▶ _Task instructions_
If a line below contains the string "foliage", return that line.

☆ ☆ ☆ ☆ ☆

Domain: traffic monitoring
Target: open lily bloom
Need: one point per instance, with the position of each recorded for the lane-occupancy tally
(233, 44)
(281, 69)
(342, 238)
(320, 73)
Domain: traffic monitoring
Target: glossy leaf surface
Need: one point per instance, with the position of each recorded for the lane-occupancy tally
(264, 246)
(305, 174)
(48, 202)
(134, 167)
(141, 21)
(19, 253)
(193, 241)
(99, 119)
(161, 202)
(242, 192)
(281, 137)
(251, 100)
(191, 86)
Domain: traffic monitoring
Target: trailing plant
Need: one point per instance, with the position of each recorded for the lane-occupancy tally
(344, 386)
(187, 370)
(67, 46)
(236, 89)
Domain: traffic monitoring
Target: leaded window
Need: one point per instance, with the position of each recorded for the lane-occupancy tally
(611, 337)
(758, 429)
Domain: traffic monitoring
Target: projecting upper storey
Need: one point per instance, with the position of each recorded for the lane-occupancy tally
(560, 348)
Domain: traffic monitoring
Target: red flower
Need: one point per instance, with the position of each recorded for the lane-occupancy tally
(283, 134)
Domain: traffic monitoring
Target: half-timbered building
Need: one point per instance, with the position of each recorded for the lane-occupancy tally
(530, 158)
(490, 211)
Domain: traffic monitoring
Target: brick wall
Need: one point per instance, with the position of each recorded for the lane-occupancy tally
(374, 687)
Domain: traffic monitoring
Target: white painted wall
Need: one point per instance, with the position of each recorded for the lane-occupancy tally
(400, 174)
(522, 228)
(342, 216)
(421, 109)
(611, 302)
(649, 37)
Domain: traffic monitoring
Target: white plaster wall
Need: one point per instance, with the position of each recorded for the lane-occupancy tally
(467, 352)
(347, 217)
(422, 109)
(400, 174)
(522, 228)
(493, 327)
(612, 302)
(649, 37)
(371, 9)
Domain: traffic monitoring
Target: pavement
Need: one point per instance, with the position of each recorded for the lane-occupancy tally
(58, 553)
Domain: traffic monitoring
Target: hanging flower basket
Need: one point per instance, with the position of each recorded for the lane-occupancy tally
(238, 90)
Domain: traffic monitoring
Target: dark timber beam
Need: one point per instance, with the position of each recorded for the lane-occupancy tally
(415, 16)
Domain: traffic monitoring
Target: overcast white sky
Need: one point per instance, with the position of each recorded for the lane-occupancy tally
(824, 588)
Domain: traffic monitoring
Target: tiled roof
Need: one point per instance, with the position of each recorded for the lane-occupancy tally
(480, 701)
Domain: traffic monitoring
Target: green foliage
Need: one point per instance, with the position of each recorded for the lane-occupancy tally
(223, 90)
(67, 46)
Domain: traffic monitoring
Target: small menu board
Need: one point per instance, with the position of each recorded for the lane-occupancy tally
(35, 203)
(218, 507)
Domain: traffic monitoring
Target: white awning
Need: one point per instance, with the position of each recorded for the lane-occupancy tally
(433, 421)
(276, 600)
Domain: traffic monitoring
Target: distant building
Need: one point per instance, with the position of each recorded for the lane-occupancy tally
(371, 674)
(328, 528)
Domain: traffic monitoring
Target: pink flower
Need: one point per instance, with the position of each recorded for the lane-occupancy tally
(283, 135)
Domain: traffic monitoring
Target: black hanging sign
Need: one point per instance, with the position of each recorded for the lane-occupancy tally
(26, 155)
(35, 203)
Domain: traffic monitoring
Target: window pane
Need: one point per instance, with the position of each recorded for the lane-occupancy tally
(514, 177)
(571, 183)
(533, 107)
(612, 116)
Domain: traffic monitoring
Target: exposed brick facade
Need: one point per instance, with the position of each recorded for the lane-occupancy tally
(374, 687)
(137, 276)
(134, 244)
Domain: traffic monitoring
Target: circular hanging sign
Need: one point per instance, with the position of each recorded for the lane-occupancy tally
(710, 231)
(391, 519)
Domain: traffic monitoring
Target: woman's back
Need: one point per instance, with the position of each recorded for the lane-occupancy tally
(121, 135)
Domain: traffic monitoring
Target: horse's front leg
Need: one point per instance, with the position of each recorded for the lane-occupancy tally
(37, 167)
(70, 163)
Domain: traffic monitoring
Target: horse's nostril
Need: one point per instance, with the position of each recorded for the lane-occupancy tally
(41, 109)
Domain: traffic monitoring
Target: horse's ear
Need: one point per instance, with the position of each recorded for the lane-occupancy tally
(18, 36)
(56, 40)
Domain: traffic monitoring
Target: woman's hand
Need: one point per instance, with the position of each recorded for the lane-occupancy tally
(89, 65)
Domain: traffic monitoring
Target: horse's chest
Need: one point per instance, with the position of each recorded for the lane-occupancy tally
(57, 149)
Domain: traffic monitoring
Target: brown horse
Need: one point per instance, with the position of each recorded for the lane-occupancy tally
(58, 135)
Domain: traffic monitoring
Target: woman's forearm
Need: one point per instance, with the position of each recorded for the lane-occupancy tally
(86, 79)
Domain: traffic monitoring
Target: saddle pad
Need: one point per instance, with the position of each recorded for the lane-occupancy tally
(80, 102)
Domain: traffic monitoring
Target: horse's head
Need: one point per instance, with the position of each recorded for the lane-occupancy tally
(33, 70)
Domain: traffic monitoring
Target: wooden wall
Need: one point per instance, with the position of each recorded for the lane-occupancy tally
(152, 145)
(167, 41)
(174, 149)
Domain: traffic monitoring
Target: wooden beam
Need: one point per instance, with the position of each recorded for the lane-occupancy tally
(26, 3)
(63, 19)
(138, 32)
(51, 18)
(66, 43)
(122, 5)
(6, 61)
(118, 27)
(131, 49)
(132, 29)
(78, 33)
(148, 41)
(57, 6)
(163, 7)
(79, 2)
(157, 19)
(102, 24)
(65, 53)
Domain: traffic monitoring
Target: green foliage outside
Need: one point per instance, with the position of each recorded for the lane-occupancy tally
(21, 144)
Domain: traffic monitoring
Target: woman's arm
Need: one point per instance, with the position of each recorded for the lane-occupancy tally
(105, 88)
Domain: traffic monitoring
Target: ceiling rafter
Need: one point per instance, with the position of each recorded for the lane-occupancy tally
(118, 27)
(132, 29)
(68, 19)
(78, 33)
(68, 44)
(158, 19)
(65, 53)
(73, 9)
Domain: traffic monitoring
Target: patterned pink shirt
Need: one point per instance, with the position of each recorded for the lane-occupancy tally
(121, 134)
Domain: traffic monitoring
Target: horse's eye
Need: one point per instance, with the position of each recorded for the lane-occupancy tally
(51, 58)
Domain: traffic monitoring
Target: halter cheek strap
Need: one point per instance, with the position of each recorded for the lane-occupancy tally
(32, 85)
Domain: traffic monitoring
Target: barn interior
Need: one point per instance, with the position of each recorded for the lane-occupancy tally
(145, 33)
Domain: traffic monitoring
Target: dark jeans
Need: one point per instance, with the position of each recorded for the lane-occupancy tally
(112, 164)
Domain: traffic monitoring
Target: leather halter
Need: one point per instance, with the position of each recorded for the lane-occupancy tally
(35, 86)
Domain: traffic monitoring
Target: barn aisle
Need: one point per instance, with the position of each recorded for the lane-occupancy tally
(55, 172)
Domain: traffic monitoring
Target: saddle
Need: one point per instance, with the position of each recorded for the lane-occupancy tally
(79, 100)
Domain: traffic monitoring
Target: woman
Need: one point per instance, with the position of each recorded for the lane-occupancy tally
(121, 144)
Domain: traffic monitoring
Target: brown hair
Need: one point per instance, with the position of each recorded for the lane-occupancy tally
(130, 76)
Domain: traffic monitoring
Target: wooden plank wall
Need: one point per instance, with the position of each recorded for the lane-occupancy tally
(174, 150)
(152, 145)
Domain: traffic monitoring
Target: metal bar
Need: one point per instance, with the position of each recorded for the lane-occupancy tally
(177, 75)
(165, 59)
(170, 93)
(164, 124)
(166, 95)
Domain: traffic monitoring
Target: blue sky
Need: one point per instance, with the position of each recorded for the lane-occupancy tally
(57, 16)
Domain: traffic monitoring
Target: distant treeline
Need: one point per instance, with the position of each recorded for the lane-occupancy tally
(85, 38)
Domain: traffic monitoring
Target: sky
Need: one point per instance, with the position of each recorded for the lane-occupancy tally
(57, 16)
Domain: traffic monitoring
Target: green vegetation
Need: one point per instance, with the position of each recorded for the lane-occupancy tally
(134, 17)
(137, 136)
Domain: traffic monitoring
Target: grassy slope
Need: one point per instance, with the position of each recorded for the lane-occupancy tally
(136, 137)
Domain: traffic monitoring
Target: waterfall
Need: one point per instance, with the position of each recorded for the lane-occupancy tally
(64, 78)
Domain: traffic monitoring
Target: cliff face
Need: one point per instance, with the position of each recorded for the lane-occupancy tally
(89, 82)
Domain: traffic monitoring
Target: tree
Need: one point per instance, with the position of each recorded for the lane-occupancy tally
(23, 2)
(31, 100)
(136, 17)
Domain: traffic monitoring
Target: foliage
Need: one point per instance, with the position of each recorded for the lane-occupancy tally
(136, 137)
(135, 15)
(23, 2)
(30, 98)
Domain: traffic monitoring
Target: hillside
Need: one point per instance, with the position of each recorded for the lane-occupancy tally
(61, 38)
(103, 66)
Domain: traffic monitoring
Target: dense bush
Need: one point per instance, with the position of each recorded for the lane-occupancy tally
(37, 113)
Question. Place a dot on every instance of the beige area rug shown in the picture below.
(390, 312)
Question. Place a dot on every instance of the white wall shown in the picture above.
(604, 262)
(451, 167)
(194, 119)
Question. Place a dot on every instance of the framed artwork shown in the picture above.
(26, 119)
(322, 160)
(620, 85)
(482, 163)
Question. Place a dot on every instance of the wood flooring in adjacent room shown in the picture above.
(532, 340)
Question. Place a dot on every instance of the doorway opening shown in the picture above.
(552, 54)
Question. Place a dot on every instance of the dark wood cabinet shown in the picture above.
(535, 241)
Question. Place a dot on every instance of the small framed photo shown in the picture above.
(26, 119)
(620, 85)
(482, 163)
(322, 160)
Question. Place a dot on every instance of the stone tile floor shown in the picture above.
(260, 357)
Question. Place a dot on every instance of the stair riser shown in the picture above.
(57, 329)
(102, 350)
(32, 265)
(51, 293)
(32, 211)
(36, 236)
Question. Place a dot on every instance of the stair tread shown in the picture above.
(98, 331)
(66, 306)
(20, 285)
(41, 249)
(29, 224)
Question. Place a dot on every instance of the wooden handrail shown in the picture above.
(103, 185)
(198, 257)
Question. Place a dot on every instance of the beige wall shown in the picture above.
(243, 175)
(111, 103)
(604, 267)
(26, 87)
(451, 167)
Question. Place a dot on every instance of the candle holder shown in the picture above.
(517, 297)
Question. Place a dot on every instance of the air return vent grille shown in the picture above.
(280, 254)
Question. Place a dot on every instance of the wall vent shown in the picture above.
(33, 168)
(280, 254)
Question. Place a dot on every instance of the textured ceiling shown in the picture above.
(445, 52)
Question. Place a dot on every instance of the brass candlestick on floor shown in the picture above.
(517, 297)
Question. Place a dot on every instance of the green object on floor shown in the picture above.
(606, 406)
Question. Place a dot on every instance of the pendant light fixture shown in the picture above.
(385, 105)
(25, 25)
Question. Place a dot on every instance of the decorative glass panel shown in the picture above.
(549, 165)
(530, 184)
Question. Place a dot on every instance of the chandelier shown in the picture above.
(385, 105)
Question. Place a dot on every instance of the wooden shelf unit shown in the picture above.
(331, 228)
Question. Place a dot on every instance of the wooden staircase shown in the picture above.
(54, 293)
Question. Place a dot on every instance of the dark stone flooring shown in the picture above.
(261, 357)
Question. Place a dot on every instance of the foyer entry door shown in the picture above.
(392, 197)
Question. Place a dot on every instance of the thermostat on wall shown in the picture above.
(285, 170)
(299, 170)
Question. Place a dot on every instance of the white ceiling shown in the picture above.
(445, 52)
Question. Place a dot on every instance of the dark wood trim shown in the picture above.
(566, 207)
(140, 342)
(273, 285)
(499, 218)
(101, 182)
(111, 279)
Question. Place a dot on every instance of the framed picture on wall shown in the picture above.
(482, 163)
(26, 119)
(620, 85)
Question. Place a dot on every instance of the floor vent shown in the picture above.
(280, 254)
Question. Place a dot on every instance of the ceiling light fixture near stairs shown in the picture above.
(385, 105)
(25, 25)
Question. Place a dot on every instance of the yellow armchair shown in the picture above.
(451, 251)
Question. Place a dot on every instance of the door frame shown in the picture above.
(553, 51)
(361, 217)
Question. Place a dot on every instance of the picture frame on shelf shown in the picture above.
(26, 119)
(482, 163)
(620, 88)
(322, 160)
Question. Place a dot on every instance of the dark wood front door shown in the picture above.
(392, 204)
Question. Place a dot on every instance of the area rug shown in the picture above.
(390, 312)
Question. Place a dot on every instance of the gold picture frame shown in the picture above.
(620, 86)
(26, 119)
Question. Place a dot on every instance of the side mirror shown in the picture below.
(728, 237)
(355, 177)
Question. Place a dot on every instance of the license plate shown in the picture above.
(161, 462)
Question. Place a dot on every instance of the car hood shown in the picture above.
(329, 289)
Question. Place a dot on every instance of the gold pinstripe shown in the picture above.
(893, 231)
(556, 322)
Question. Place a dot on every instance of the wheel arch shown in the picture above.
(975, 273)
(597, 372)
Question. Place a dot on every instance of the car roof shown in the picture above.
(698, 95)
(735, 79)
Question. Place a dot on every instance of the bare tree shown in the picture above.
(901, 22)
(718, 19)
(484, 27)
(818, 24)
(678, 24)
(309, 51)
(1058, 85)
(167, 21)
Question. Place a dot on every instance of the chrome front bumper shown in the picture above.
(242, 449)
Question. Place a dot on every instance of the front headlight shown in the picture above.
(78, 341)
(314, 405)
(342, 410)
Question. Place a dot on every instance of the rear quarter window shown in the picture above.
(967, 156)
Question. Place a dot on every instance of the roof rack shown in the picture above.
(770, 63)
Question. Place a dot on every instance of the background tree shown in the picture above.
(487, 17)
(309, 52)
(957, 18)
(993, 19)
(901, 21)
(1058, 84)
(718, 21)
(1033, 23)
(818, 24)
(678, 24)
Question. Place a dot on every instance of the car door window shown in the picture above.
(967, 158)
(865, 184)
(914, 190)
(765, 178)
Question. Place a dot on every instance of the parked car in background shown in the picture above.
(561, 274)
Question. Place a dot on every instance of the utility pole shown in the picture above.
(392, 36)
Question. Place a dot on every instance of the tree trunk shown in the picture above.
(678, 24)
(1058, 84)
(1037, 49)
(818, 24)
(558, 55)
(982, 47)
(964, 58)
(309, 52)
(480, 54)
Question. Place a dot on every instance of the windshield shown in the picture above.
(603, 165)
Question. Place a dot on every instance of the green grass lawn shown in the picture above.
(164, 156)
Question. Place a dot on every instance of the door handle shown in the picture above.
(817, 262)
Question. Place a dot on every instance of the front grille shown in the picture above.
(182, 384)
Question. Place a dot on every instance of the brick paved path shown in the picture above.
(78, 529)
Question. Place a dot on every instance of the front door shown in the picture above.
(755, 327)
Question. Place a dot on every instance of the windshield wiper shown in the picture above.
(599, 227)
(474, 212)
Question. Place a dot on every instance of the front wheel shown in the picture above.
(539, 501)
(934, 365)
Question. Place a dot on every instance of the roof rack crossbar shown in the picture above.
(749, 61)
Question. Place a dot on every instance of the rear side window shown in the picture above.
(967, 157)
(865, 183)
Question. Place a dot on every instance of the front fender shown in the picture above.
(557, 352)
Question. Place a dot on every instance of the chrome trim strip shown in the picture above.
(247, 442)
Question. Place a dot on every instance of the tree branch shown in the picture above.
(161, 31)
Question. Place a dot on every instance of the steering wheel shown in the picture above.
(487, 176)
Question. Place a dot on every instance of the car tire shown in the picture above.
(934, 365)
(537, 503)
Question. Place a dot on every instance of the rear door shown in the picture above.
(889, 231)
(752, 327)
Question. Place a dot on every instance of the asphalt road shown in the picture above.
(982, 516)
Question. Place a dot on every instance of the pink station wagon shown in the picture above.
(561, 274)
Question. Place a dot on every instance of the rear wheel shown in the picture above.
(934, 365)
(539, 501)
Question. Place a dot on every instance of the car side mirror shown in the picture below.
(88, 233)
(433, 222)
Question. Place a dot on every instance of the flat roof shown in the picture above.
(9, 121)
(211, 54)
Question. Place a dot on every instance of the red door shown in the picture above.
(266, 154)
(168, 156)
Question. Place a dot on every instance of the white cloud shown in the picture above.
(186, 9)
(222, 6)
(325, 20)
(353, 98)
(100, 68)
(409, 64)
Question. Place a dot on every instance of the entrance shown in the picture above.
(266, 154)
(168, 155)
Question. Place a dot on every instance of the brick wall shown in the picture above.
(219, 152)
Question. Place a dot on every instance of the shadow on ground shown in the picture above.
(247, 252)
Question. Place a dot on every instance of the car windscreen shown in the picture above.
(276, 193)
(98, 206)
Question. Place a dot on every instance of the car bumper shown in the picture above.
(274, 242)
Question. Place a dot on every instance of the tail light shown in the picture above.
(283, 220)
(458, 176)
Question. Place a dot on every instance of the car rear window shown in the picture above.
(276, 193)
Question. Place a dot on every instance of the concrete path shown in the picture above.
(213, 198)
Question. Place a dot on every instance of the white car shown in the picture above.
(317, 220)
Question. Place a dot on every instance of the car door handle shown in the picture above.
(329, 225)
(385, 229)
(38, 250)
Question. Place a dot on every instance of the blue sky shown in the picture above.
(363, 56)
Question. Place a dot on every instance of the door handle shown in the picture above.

☆ ☆ ☆ ☆ ☆

▶ _Reply to the task_
Target: green foliage
Target: green foliage outside
Target: foliage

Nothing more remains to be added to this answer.